__Work to be completed__
How many lines in the rows below contain the word "Trace" with matching capitalization? Reply with the number alone.

__Excerpted data__

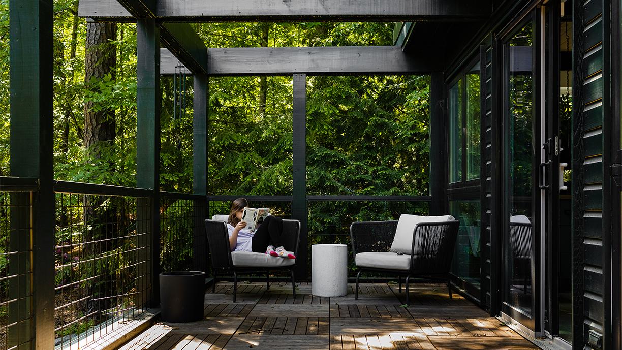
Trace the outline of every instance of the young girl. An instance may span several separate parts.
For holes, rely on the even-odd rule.
[[[238,198],[231,204],[227,228],[229,229],[229,246],[231,251],[264,252],[272,256],[296,259],[294,253],[288,252],[281,243],[283,234],[283,219],[270,215],[255,230],[254,233],[244,229],[246,223],[242,221],[244,207],[248,206],[245,198]],[[275,249],[274,247],[277,247]]]

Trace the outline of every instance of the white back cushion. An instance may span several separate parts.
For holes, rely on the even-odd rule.
[[[531,224],[529,218],[524,215],[514,215],[509,217],[509,222],[513,224]]]
[[[391,246],[391,251],[396,253],[409,254],[412,249],[412,233],[415,226],[420,223],[439,223],[454,220],[451,215],[441,216],[419,216],[402,214],[397,221],[397,229],[393,237],[393,244]]]
[[[225,223],[226,223],[227,221],[229,221],[229,216],[216,214],[216,215],[214,215],[213,216],[211,217],[211,219],[217,221],[225,221]]]

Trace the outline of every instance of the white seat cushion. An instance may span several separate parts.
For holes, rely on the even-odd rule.
[[[415,226],[421,223],[439,223],[453,220],[451,215],[441,216],[419,216],[402,214],[397,221],[397,228],[393,237],[393,244],[391,246],[391,251],[396,253],[411,254],[412,249],[412,233]],[[416,248],[415,248],[416,249]]]
[[[296,262],[295,259],[284,259],[264,253],[254,252],[231,252],[231,260],[236,267],[277,267],[289,266]]]
[[[211,219],[216,221],[225,221],[225,223],[226,223],[227,221],[229,221],[229,216],[216,214],[216,215],[214,215],[213,216],[211,217]]]
[[[397,255],[389,252],[358,253],[355,262],[359,267],[374,267],[391,270],[411,269],[411,254]]]

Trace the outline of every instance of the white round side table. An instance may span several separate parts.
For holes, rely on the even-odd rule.
[[[318,297],[348,293],[348,246],[311,246],[311,293]]]

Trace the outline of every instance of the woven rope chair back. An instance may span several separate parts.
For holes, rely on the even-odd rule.
[[[205,232],[210,245],[212,267],[214,269],[229,269],[233,267],[226,223],[224,221],[205,220]]]
[[[448,274],[458,225],[457,220],[418,224],[412,240],[415,256],[411,263],[411,270],[430,275]]]
[[[509,241],[512,255],[516,257],[531,257],[531,224],[510,223]]]
[[[350,225],[352,253],[388,252],[391,250],[397,221],[360,221]]]

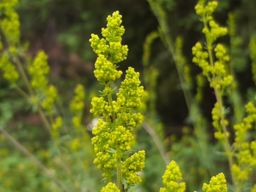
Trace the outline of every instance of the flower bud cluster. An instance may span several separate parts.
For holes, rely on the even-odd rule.
[[[100,91],[102,94],[101,97],[92,98],[90,112],[95,116],[102,116],[99,119],[97,126],[92,129],[95,136],[92,139],[92,142],[96,156],[94,163],[98,168],[104,171],[102,176],[110,182],[112,172],[116,168],[118,180],[120,181],[119,188],[122,186],[122,178],[118,176],[121,176],[123,172],[128,188],[132,184],[141,181],[136,172],[141,171],[144,167],[144,151],[135,153],[125,162],[122,161],[127,158],[124,155],[130,152],[134,127],[142,122],[141,114],[134,113],[134,111],[140,107],[140,98],[144,91],[143,87],[140,86],[139,73],[129,67],[126,71],[126,79],[121,83],[116,94],[116,100],[112,100],[112,95],[116,93],[116,88],[112,89],[110,85],[122,74],[122,71],[116,70],[116,64],[126,59],[128,51],[127,46],[121,44],[121,36],[124,32],[124,27],[120,26],[121,18],[118,11],[114,12],[112,16],[108,16],[107,28],[102,30],[105,39],[100,39],[98,36],[92,34],[90,40],[92,47],[98,55],[94,74],[100,83],[105,86],[103,92]],[[128,168],[129,164],[132,165],[132,168]],[[124,167],[121,168],[122,166]],[[115,185],[110,182],[102,191],[116,191],[116,190],[117,191]]]
[[[122,173],[128,186],[138,184],[142,182],[141,178],[136,174],[142,171],[145,166],[145,151],[139,151],[122,162]]]
[[[94,72],[95,77],[103,85],[120,78],[122,74],[121,71],[116,69],[116,65],[108,60],[103,55],[99,55],[95,66],[96,70]]]
[[[115,64],[126,59],[128,48],[126,45],[122,45],[121,36],[124,33],[124,28],[120,26],[122,16],[118,11],[107,18],[107,28],[102,28],[102,34],[106,39],[92,34],[89,40],[91,46],[98,56],[95,63],[94,73],[95,77],[103,85],[111,83],[119,78],[122,74],[117,71]],[[107,59],[109,57],[109,60]]]
[[[228,188],[226,184],[224,174],[220,173],[211,178],[209,184],[204,183],[202,190],[204,192],[227,192]]]
[[[54,138],[59,137],[58,129],[62,126],[62,119],[60,117],[58,117],[55,119],[55,122],[52,125],[51,134]]]
[[[120,192],[120,191],[117,188],[116,184],[109,182],[105,187],[102,188],[100,192]]]
[[[192,53],[195,56],[192,61],[202,68],[203,74],[207,77],[211,87],[216,86],[220,90],[228,87],[232,83],[233,78],[228,74],[227,69],[227,62],[229,60],[230,57],[227,55],[226,50],[222,45],[220,44],[217,45],[214,51],[218,60],[212,66],[207,61],[208,53],[203,51],[202,48],[199,42],[193,47]]]
[[[42,105],[43,108],[51,114],[52,112],[52,109],[53,104],[58,95],[56,88],[52,85],[50,85],[44,91],[45,98],[43,100]]]
[[[143,94],[143,87],[140,86],[140,74],[132,67],[126,70],[125,79],[122,82],[119,92],[116,94],[118,104],[128,108],[138,109],[140,107],[140,99]]]
[[[15,84],[19,78],[19,74],[15,66],[10,62],[7,53],[4,53],[0,59],[0,69],[4,71],[4,77],[12,84]]]
[[[81,121],[82,117],[83,111],[84,108],[85,98],[85,94],[84,86],[79,84],[75,88],[75,96],[71,100],[70,105],[70,110],[74,115],[72,118],[73,125],[79,132],[83,132],[82,130],[83,128]]]
[[[248,138],[248,135],[256,122],[256,107],[252,102],[245,107],[247,116],[244,118],[242,123],[234,126],[236,135],[234,146],[238,152],[236,154],[237,164],[233,165],[232,170],[232,174],[241,184],[248,179],[252,167],[256,166],[256,142],[251,141],[255,138]]]
[[[184,182],[177,182],[177,181],[182,179],[182,176],[180,168],[175,161],[172,161],[167,166],[162,178],[163,183],[166,187],[160,188],[160,192],[185,191],[186,184]]]
[[[85,98],[84,86],[79,84],[75,89],[75,95],[70,104],[71,111],[75,114],[80,114],[84,108],[84,100]]]
[[[32,65],[28,67],[28,72],[32,76],[31,86],[36,89],[40,88],[44,90],[46,88],[48,81],[46,75],[50,72],[47,58],[43,51],[40,51]]]
[[[0,10],[4,10],[1,12],[4,13],[4,16],[0,20],[1,26],[11,46],[14,45],[20,40],[19,16],[14,9],[18,3],[18,0],[4,0],[0,3]]]

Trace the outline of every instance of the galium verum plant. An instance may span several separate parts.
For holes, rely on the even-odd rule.
[[[130,157],[131,145],[134,128],[142,122],[143,117],[136,110],[141,106],[140,98],[143,87],[140,86],[139,73],[129,67],[125,79],[121,83],[118,92],[113,88],[115,80],[122,72],[117,70],[117,64],[126,59],[128,48],[121,44],[121,36],[124,28],[121,26],[122,16],[118,11],[107,18],[107,28],[102,29],[104,38],[100,39],[92,34],[89,41],[98,56],[95,64],[94,73],[100,83],[105,86],[100,97],[94,97],[90,112],[100,116],[97,126],[92,129],[95,136],[92,139],[97,157],[94,163],[104,172],[102,176],[109,183],[102,192],[121,191],[124,190],[122,177],[126,181],[126,191],[131,186],[138,184],[141,179],[136,172],[142,171],[144,166],[145,151],[135,153]],[[116,94],[116,100],[112,95]],[[116,169],[116,184],[112,180]]]

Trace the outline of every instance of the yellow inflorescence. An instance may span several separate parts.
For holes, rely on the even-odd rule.
[[[204,184],[203,191],[204,192],[227,192],[228,188],[224,174],[220,173],[216,177],[212,177],[209,184]]]
[[[183,192],[186,190],[184,182],[178,183],[177,181],[182,179],[180,168],[174,161],[172,161],[166,167],[166,170],[162,177],[163,183],[166,187],[160,188],[160,192]]]
[[[117,188],[116,184],[109,182],[105,187],[103,187],[100,192],[120,192],[120,191]]]
[[[48,81],[45,76],[50,72],[47,58],[43,51],[40,52],[32,65],[28,68],[28,72],[32,77],[31,83],[33,88],[45,89],[47,87]]]
[[[145,154],[144,151],[139,151],[122,162],[122,173],[126,180],[127,184],[138,184],[142,182],[141,178],[136,172],[142,171],[145,166]]]
[[[122,74],[121,71],[116,70],[116,64],[126,59],[128,51],[127,46],[121,44],[121,37],[125,31],[124,27],[120,26],[121,18],[118,11],[114,12],[112,16],[108,16],[107,28],[102,30],[104,38],[100,39],[97,35],[92,34],[90,40],[92,47],[98,55],[94,75],[100,83],[105,86],[103,91],[100,92],[102,94],[101,96],[92,98],[90,112],[95,116],[102,116],[99,119],[97,126],[92,129],[92,133],[95,136],[92,139],[92,142],[97,156],[94,162],[98,168],[104,171],[102,176],[109,181],[112,180],[113,169],[119,169],[120,175],[122,172],[125,175],[128,189],[132,184],[141,181],[136,172],[141,171],[144,166],[144,151],[135,153],[125,162],[122,160],[124,156],[131,149],[134,128],[142,122],[142,116],[140,113],[134,113],[134,111],[140,107],[140,98],[144,90],[143,87],[140,86],[139,73],[129,67],[126,71],[126,78],[116,94],[116,100],[112,100],[112,95],[116,91],[111,85]],[[128,166],[127,164],[129,161],[131,164],[135,164],[133,168],[130,169],[132,171],[128,171],[128,168],[126,168],[126,166]],[[124,167],[119,168],[117,164]],[[107,191],[110,186],[116,187],[112,183],[108,185],[102,191]],[[119,184],[119,187],[120,186]]]
[[[10,62],[8,54],[6,53],[0,59],[0,69],[4,71],[4,77],[11,83],[15,84],[19,78],[19,74],[15,66]]]

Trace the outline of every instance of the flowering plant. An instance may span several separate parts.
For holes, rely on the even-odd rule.
[[[98,55],[95,62],[95,77],[100,83],[105,86],[100,97],[94,97],[92,101],[90,112],[100,115],[96,127],[92,129],[95,136],[92,139],[97,158],[94,163],[104,171],[102,176],[109,182],[102,192],[120,191],[124,189],[122,182],[126,181],[126,191],[131,186],[138,184],[141,179],[137,174],[144,166],[145,151],[139,151],[130,157],[127,155],[132,151],[132,132],[142,122],[143,117],[135,112],[141,106],[140,98],[143,87],[140,86],[140,74],[129,67],[125,79],[121,83],[116,100],[113,100],[116,88],[112,86],[114,81],[120,78],[122,72],[117,70],[116,64],[126,59],[127,46],[121,44],[121,36],[124,28],[120,26],[122,16],[118,11],[109,16],[106,28],[102,28],[101,39],[92,34],[91,46]],[[114,170],[116,169],[116,185],[112,183]]]

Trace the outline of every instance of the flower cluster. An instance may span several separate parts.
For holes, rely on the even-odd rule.
[[[186,190],[186,184],[177,182],[182,179],[180,168],[174,161],[172,161],[166,167],[166,170],[162,176],[163,183],[166,187],[160,188],[160,192],[182,192]]]
[[[227,192],[228,188],[224,174],[220,173],[212,177],[209,184],[204,184],[202,190],[204,192]]]
[[[32,65],[28,67],[28,72],[32,76],[31,86],[36,89],[46,88],[48,81],[46,78],[50,72],[50,67],[47,63],[47,56],[44,52],[40,51]]]
[[[81,121],[84,108],[84,100],[85,98],[85,94],[84,86],[80,84],[77,85],[75,88],[75,94],[74,98],[70,102],[70,108],[74,115],[72,118],[73,125],[77,129],[80,130],[82,128]]]
[[[125,79],[121,83],[116,101],[112,95],[116,88],[111,85],[122,74],[116,70],[116,64],[126,59],[128,49],[121,42],[124,28],[120,26],[122,16],[118,11],[107,18],[107,28],[102,29],[105,38],[100,39],[97,35],[92,34],[90,40],[91,46],[98,54],[94,71],[100,83],[105,85],[100,97],[94,97],[92,100],[90,112],[100,116],[97,126],[92,129],[95,136],[92,139],[96,158],[94,163],[104,172],[102,176],[110,182],[102,191],[123,190],[122,174],[126,180],[127,189],[131,184],[138,184],[141,180],[136,172],[142,171],[144,167],[145,152],[136,153],[127,158],[124,155],[130,152],[134,139],[132,132],[134,127],[142,122],[143,117],[140,113],[134,113],[141,105],[140,98],[143,94],[143,87],[140,86],[139,74],[129,67],[126,71]],[[106,99],[107,98],[107,100]],[[117,187],[112,182],[112,172],[117,168]]]
[[[58,95],[56,88],[52,85],[49,86],[44,91],[45,98],[42,101],[43,108],[48,113],[52,113],[53,104]]]
[[[192,48],[193,54],[195,56],[193,62],[202,68],[203,74],[207,77],[211,87],[216,86],[220,90],[223,90],[230,85],[233,81],[227,68],[226,62],[229,60],[229,56],[226,48],[220,44],[217,45],[214,50],[218,60],[212,65],[207,60],[208,53],[203,50],[201,43],[196,43]]]
[[[126,70],[125,79],[116,94],[116,102],[120,106],[127,108],[138,109],[140,107],[140,98],[143,94],[143,87],[140,86],[140,74],[134,72],[133,68],[129,67]]]
[[[249,137],[248,134],[256,122],[256,107],[252,102],[245,107],[247,116],[242,123],[234,126],[236,135],[234,146],[238,152],[236,154],[237,164],[233,165],[232,172],[240,184],[248,179],[252,168],[256,166],[256,142],[255,138]],[[254,140],[250,141],[252,140]]]
[[[8,43],[12,47],[20,40],[20,21],[14,7],[18,4],[18,0],[4,0],[0,3],[0,10],[4,9],[4,16],[0,19],[1,27],[4,32]],[[3,1],[3,2],[2,2]],[[2,47],[1,45],[1,47]]]
[[[0,69],[4,72],[4,77],[12,83],[15,84],[19,78],[19,74],[15,66],[10,62],[8,54],[4,53],[0,59]]]
[[[145,151],[143,150],[134,153],[122,162],[122,173],[126,179],[128,186],[142,182],[141,179],[136,173],[142,171],[145,166],[144,160]]]
[[[218,6],[218,2],[209,2],[206,5],[204,5],[205,2],[205,0],[199,0],[195,9],[204,23],[202,32],[206,37],[206,50],[203,50],[200,43],[196,43],[192,48],[194,55],[192,61],[202,68],[203,75],[207,78],[210,87],[214,88],[216,100],[212,112],[212,124],[217,131],[214,135],[222,141],[226,151],[230,153],[230,146],[228,140],[229,133],[226,127],[228,122],[225,119],[222,101],[225,91],[232,88],[233,82],[233,77],[230,74],[227,64],[230,58],[223,45],[218,43],[215,46],[214,44],[218,38],[226,35],[228,30],[225,28],[220,27],[212,16]],[[216,58],[215,62],[214,51]],[[230,154],[228,155],[230,158],[232,158]]]
[[[94,73],[95,77],[102,84],[111,83],[120,77],[122,72],[116,70],[116,63],[126,59],[128,52],[127,45],[122,45],[122,36],[124,33],[122,23],[122,16],[119,12],[114,12],[112,17],[107,18],[107,28],[102,28],[102,34],[106,39],[92,34],[89,40],[91,46],[98,56],[95,63]],[[109,60],[107,59],[109,56]]]
[[[59,137],[58,129],[62,126],[62,119],[60,117],[58,117],[55,119],[55,122],[52,125],[52,130],[51,134],[52,137],[57,138]]]
[[[100,192],[120,192],[120,191],[117,188],[116,184],[109,182],[105,187],[103,187]]]

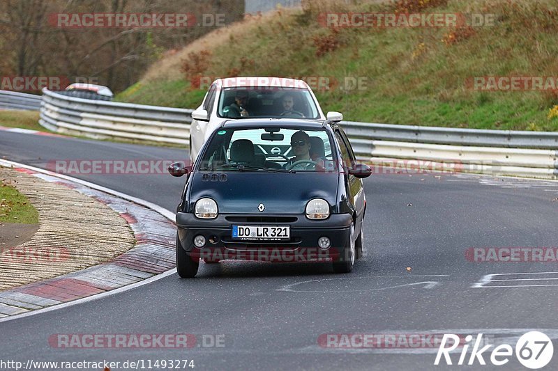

__Answer for this exercise__
10